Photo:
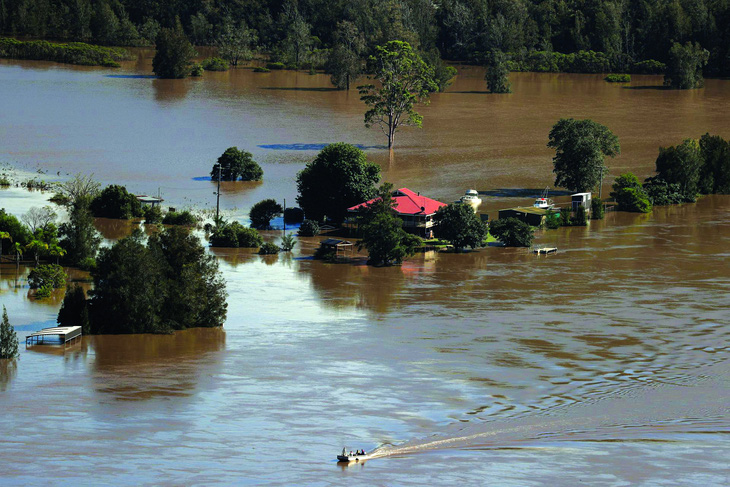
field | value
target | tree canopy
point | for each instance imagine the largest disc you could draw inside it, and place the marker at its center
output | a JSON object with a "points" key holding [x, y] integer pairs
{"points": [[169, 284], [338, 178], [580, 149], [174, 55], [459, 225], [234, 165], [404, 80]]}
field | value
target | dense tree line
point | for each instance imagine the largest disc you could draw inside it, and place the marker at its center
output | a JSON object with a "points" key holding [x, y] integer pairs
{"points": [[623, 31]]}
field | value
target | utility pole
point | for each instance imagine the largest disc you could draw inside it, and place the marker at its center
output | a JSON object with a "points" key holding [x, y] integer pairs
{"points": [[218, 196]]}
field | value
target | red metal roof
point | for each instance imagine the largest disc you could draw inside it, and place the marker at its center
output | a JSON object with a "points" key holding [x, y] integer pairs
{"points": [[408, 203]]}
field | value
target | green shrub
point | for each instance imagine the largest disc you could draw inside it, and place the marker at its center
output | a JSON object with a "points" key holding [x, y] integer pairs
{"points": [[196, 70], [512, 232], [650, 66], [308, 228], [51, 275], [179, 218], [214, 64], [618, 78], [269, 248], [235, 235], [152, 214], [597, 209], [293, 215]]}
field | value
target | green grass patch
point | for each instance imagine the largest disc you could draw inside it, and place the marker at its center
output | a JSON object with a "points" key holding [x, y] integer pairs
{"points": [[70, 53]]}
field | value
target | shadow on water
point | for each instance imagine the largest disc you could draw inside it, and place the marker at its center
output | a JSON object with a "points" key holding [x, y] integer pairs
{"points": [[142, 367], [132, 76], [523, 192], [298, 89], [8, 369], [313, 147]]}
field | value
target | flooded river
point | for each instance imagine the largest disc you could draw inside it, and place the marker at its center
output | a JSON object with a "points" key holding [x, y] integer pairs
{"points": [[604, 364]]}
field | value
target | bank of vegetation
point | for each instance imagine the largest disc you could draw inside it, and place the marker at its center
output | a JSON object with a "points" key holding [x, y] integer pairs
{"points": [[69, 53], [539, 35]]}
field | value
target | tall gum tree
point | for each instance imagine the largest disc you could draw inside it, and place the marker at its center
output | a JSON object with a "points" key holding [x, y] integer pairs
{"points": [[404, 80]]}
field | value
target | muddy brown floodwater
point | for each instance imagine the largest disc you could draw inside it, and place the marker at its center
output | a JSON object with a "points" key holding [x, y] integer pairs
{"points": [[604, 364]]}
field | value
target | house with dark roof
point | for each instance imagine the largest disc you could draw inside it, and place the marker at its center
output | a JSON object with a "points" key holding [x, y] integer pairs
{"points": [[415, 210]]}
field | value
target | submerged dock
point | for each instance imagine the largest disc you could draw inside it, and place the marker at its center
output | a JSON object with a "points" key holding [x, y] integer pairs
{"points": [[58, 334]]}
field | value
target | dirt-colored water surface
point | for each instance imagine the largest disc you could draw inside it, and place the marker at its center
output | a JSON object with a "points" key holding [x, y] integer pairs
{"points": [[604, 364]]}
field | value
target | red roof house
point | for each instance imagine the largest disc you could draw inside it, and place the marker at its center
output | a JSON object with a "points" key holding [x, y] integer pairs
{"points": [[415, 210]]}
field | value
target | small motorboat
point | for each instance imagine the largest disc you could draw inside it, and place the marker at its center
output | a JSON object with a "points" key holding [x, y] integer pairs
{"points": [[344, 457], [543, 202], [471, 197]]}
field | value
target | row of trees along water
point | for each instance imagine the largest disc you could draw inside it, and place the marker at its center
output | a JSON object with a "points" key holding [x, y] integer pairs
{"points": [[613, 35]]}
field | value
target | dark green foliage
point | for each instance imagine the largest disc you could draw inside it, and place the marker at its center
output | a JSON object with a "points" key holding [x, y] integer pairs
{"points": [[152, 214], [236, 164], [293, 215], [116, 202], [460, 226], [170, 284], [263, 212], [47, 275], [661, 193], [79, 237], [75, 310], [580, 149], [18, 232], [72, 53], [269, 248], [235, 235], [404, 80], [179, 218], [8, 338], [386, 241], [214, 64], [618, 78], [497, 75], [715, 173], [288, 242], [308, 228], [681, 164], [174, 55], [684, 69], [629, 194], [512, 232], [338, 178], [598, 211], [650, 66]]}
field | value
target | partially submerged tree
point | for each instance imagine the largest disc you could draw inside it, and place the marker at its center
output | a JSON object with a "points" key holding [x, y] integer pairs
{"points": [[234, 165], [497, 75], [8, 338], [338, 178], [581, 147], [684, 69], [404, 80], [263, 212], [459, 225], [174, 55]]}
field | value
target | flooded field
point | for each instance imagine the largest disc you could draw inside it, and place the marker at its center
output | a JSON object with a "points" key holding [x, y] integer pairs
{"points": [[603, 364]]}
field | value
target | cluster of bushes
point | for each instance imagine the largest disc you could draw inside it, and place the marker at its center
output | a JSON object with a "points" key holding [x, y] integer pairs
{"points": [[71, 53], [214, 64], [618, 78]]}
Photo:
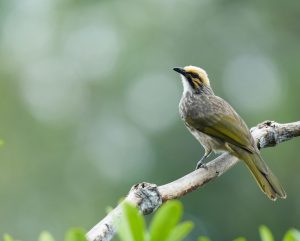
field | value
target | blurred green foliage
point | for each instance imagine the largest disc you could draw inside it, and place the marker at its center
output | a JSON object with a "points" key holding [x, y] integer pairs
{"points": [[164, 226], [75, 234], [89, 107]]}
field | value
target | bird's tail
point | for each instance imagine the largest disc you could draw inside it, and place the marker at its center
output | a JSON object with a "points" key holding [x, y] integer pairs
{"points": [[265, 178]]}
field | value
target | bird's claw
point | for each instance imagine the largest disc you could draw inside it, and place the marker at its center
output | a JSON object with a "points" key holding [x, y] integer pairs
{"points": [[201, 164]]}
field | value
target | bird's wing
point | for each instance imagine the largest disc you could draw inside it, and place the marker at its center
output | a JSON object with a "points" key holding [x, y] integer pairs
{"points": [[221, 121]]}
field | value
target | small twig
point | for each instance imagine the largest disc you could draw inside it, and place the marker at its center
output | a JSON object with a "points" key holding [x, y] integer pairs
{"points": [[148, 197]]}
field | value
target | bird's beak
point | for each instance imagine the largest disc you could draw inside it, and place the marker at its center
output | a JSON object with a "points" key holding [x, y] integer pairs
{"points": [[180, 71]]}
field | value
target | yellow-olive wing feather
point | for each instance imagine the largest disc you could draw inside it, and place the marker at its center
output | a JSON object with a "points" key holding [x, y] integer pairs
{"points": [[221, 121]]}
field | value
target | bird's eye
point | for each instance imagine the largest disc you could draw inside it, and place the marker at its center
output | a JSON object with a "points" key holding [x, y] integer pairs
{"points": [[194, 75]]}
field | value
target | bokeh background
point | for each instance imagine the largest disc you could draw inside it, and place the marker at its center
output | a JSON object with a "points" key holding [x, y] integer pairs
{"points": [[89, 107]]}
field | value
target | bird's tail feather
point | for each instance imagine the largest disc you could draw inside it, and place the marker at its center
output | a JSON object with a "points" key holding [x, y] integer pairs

SHORT TASK: Give back the whole listing as it stands, minus its pictures.

EXERCISE RESULT:
Photo:
field | value
target | tree canopy
point | for each instance imagine the largest disc you could draw inside it, and place the marker at its center
output | a JSON object with a "points" key holding [x, y] integer pairs
{"points": [[169, 284], [338, 178], [580, 149], [174, 55], [459, 225], [234, 165], [404, 80]]}
field | value
target | dense tree line
point | for each instance imagine the largest disc you could draw inside it, and place the marker at its center
output | a JSON object with a "points" key holding [x, y] integer pairs
{"points": [[623, 31]]}
field | value
target | utility pole
point | for each instance imagine the largest disc you could draw inside it, and place the marker at its center
output | a JSON object with a "points" key holding [x, y] integer pairs
{"points": [[218, 196]]}
field | value
target | red metal roof
point | for each instance imagine the largest disc you could draw inside it, and place the marker at its center
output | a JSON object with a "points" key holding [x, y] integer pairs
{"points": [[408, 203]]}
field | value
target | green shrub
point | for each instance imagine the largest disc you could draw inside it, and place the marker at its center
output | a JSON object with a "points" key holding [x, y] integer pairs
{"points": [[196, 70], [512, 232], [650, 66], [308, 228], [51, 275], [179, 218], [214, 64], [618, 78], [269, 248], [235, 235], [152, 214], [597, 209], [293, 215]]}
field | value
target | green grass patch
point | for each instance imagine the largest disc you could draw inside it, and place the marker at its center
output | a JSON object with a "points" key holding [x, y] integer pairs
{"points": [[70, 53]]}
field | value
target | shadow on water
point | for each instance imagine the largest disc you could draw inside it, and place the marker at its center
output | a JSON object with a "points" key holding [x, y] integer pairs
{"points": [[142, 367], [132, 76], [523, 192], [298, 89], [8, 369], [313, 147]]}
field | value
target | flooded river
point | for each instance imagine the largest disc you could draw inside it, and place the marker at its center
output | a JSON object with a "points" key holding [x, y] integer pairs
{"points": [[604, 364]]}
field | value
target | bank of vegetation
point | for each instance imagine the largest disc you could draw inside it, and place the marker at its center
output | a JSON object with a "points" key holding [x, y] integer pairs
{"points": [[69, 53], [539, 35]]}
field | value
target | tall gum tree
point | for each instance imagine the largest disc you could draw inside it, and place the marker at its center
output | a JSON object with a "points" key holding [x, y] integer pairs
{"points": [[404, 80]]}
field | value
target | muddy brown floodwater
point | for each instance imagine the largest disc you could draw inside it, and place the marker at its center
output | a JSON object with a "points" key holding [x, y] integer pairs
{"points": [[604, 364]]}
field | value
target | house with dark roof
point | for each instance imagine the largest disc you could draw inside it, and place the marker at its center
output | a JSON object with a "points" key holding [x, y] integer pairs
{"points": [[415, 210]]}
field | value
target | submerged dock
point | for each instance imagine the largest disc you could draw inside it, and place the marker at its center
output | a JSON object with a "points" key holding [x, y] integer pairs
{"points": [[58, 334]]}
field | value
target | dirt-colored water surface
point | for each instance imagine the largest disc you could draw inside it, and place the marker at its center
output | a JSON object with a "points" key holding [x, y] integer pairs
{"points": [[604, 364]]}
field | value
target | red roof house
point | for each instance imagine the largest disc you could draw inside it, and place the marker at its center
output | a JSON object with a "points" key holding [x, y] integer pairs
{"points": [[415, 210]]}
field | value
target | small motorboat
point | for each instance imagine the largest disc you could draw inside it, and place the marker at its center
output | a JSON object with a "points" key holding [x, y] integer pairs
{"points": [[344, 457], [543, 202], [471, 197]]}
field | value
target | row of trees along water
point | for each instance imagine the largest disc you could draw inside it, and place the marker at its center
output | a JSON object with a "points" key holding [x, y] integer pairs
{"points": [[613, 35]]}
field | value
target | dark green foliage
point | for each instance imagine the largest disc you could draw inside it, and place the marker at its center
output | a JSON object with a "points" key holding [x, y] integer pairs
{"points": [[152, 214], [236, 164], [293, 215], [116, 202], [460, 226], [170, 284], [263, 212], [47, 275], [661, 193], [79, 237], [75, 310], [580, 149], [18, 232], [72, 53], [269, 248], [235, 235], [404, 80], [179, 218], [8, 338], [386, 241], [214, 64], [618, 78], [497, 75], [715, 173], [288, 242], [308, 228], [681, 164], [174, 55], [684, 69], [629, 194], [512, 232], [338, 178], [598, 211], [650, 66]]}
field | value
target | partially submerged tree
point | for each instance imagine the largest disc you could draw inside it, and place the marker at its center
output | a JSON object with a "points" key holding [x, y] integer pairs
{"points": [[234, 165], [497, 75], [8, 338], [338, 178], [581, 147], [684, 69], [404, 80], [263, 212], [459, 225], [174, 55]]}
field | value
target | flooded field
point | for each instance imagine the largest disc you could draw inside it, and place the marker at its center
output | a JSON object with a "points" key holding [x, y] integer pairs
{"points": [[603, 364]]}
field | value
target | cluster of bushes
point | for each instance imagine the largest disc you could draw inside it, and place the marker at its center
output | a JSON object with a "points" key holding [x, y] integer pairs
{"points": [[71, 53], [214, 64], [618, 78]]}
Photo:
field | value
target | blurred green foliage
point | for each instance imagine the largest disc you could draw inside it, and place the marker at its center
output | a JSON object with a "points" key holding [x, y] integer pairs
{"points": [[164, 226], [75, 234], [89, 107]]}
field | value
target | bird's tail
point | for each instance imagine the largest disc you could draw inside it, and place the marker at its center
output | a JSON object with a "points" key holding [x, y] integer pairs
{"points": [[265, 178]]}
field | value
target | bird's claw
point | for each instance imagine the largest disc you could draw inside it, and place the marker at its center
output | a JSON object with a "points" key holding [x, y] integer pairs
{"points": [[201, 164]]}
field | value
target | bird's wing
point | for each instance imagine the largest disc you could draw inside it, and place the marker at its center
output | a JSON object with a "points" key holding [x, y] integer pairs
{"points": [[221, 121]]}
field | value
target | small twig
point | for each instance imagine the largest disc you could draw inside it, and place the marker at its center
output | a JSON object with a "points" key holding [x, y] integer pairs
{"points": [[148, 197]]}
field | value
target | bird's beak
point | for each instance imagine the largest disc you could draw inside it, and place the marker at its center
output | a JSON object with a "points" key holding [x, y] integer pairs
{"points": [[180, 71]]}
field | value
target | yellow-olive wing feather
point | for each instance imagine the largest disc you could draw inside it, and place the marker at its center
output | a JSON object with a "points" key holding [x, y] integer pairs
{"points": [[221, 121]]}
field | value
target | bird's eye
point | for each instance imagine the largest disc you could draw inside it, and place the marker at its center
output | a JSON object with a "points" key holding [x, y] integer pairs
{"points": [[194, 75]]}
field | value
target | bokeh background
point | for each instance imagine the largest disc you could draw inside it, and place the marker at its center
output | a JSON object with a "points" key holding [x, y] integer pairs
{"points": [[89, 107]]}
field | value
target | bird's tail feather
point | for each instance imagine the largest disc you could draw inside it, and place the marker at its center
output | a JSON object with a "points" key holding [x, y] integer pairs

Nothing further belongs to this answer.